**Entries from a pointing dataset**
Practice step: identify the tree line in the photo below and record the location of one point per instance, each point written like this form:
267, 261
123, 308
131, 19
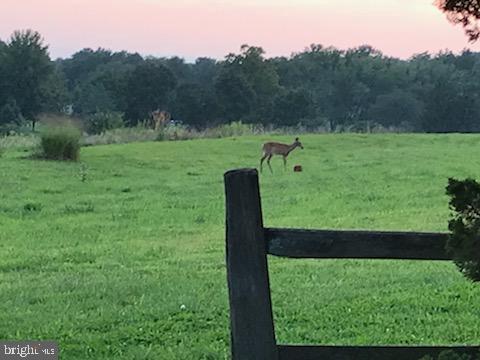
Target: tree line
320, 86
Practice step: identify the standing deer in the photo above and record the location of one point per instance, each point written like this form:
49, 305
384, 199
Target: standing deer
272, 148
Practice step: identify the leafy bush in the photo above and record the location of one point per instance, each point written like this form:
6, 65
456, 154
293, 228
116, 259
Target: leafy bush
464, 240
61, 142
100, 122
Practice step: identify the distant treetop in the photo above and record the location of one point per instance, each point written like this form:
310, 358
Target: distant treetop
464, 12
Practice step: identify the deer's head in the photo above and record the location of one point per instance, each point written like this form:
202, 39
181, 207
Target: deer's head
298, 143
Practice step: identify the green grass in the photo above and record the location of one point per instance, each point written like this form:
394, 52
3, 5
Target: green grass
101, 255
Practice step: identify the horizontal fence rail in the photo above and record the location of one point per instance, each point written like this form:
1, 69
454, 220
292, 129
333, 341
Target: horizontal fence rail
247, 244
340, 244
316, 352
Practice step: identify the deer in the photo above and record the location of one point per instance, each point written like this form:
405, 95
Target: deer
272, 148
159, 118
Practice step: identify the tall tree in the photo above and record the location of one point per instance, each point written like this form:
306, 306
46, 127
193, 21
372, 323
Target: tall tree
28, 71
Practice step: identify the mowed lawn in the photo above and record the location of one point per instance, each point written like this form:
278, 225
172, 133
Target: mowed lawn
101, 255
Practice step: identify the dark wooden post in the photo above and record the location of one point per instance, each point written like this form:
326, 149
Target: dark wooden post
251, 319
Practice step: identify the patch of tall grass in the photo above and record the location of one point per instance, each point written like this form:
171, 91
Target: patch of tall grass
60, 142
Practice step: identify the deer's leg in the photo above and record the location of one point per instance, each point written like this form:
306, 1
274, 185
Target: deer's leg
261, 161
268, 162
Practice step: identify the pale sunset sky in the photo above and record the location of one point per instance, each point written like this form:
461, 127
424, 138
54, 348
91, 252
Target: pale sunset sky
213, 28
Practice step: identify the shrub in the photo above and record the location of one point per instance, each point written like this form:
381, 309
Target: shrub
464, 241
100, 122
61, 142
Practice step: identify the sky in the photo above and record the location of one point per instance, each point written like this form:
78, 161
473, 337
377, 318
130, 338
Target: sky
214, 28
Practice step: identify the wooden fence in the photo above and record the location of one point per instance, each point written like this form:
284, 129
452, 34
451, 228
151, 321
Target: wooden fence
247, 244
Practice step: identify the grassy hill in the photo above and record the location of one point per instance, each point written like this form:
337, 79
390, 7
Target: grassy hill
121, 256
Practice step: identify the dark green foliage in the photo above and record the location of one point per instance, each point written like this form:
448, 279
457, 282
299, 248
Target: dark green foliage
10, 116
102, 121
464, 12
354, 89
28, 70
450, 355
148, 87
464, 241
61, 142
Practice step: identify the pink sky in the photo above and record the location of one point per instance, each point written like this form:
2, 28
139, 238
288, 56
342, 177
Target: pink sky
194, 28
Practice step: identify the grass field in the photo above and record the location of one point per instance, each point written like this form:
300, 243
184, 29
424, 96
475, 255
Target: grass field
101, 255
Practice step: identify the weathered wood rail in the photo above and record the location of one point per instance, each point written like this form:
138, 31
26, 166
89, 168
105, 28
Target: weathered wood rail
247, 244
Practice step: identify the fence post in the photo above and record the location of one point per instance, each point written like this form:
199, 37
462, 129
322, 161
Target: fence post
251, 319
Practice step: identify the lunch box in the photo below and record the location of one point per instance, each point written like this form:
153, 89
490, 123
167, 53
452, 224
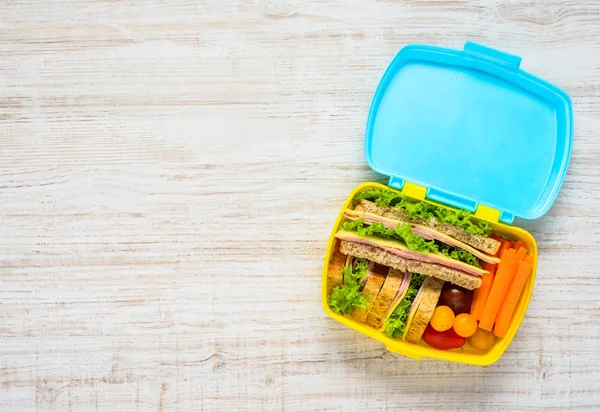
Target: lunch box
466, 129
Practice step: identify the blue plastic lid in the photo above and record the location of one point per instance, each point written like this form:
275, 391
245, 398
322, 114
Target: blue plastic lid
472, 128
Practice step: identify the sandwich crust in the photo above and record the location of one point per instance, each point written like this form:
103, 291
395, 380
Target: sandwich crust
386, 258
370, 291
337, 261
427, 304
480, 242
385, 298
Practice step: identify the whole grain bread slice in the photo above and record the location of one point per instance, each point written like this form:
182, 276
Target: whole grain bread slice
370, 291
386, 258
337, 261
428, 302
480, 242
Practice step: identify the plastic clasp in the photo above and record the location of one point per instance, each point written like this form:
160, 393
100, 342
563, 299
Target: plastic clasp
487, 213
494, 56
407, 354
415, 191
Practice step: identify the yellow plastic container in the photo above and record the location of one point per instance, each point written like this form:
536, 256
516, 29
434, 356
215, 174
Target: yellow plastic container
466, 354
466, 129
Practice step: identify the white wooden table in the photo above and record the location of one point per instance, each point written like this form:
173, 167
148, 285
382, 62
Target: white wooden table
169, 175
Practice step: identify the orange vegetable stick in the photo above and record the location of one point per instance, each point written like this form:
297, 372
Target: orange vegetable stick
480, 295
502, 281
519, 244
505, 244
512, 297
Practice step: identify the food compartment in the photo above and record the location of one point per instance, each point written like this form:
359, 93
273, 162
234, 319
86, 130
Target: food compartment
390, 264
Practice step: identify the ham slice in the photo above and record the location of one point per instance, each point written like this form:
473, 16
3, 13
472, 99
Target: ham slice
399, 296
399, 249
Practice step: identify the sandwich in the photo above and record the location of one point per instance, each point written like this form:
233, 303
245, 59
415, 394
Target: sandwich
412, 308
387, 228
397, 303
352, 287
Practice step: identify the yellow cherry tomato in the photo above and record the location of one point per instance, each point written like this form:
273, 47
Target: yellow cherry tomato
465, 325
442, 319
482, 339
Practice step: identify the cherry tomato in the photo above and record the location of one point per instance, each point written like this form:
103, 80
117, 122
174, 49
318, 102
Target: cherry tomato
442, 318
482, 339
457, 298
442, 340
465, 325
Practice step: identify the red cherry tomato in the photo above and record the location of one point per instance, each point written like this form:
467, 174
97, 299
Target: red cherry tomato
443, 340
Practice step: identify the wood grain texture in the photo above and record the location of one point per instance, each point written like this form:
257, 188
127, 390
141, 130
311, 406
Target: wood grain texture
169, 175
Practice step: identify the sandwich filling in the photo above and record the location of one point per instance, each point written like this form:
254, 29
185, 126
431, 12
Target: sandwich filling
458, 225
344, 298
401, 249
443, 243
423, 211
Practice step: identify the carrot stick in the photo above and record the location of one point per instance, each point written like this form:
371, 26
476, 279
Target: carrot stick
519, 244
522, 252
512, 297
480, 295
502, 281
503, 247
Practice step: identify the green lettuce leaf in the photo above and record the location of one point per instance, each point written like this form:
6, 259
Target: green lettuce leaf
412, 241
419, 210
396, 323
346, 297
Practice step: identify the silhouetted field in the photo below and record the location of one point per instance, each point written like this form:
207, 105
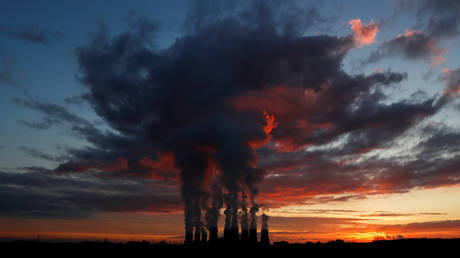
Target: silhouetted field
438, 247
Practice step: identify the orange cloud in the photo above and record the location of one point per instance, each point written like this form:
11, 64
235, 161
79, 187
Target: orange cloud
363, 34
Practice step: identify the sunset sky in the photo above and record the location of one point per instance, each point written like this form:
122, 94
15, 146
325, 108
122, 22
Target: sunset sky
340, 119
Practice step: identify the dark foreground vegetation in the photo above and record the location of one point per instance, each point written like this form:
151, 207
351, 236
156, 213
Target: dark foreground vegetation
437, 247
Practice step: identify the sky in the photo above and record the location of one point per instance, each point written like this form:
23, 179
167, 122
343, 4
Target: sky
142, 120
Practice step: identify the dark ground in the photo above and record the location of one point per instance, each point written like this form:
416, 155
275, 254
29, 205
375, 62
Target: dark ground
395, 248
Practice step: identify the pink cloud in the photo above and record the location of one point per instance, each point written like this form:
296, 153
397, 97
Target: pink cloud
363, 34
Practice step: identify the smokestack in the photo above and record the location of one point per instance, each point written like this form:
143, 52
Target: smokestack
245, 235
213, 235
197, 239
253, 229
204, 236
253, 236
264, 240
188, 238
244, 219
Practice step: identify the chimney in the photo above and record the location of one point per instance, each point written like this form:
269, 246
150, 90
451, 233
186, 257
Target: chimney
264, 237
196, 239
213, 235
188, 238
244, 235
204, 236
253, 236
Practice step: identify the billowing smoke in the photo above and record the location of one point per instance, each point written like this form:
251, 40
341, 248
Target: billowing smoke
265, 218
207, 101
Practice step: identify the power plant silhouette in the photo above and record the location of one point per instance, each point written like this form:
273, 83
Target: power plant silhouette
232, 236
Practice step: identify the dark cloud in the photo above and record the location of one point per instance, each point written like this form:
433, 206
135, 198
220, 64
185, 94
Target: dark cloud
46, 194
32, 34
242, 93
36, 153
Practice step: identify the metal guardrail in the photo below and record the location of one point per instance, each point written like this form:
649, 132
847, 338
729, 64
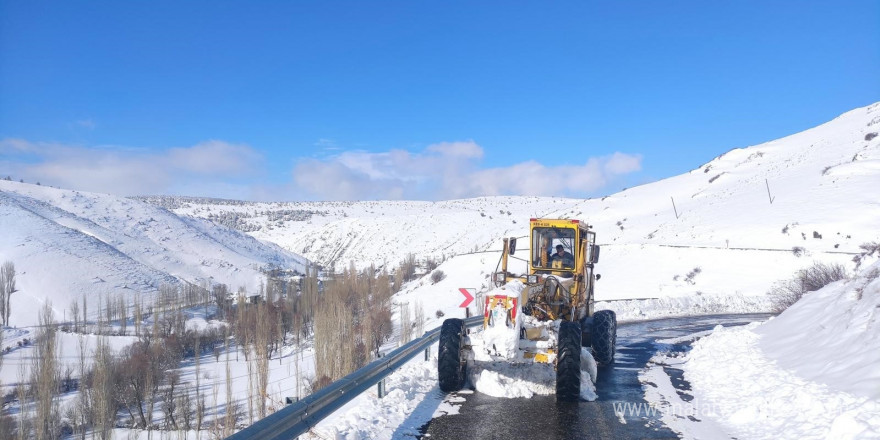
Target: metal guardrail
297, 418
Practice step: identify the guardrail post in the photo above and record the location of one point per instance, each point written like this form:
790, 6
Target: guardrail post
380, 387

**EXERCISE**
Pull out, unchanged, the lines of the data from the one that contains "Practice step: identify the guardrail" through the last line of the data, both ends included.

**RESPONSE TO THE TASK**
Practice step: identify the guardrail post in the photo above and record the location of one point per instance, each point written like this form:
790, 6
Target: guardrail post
380, 387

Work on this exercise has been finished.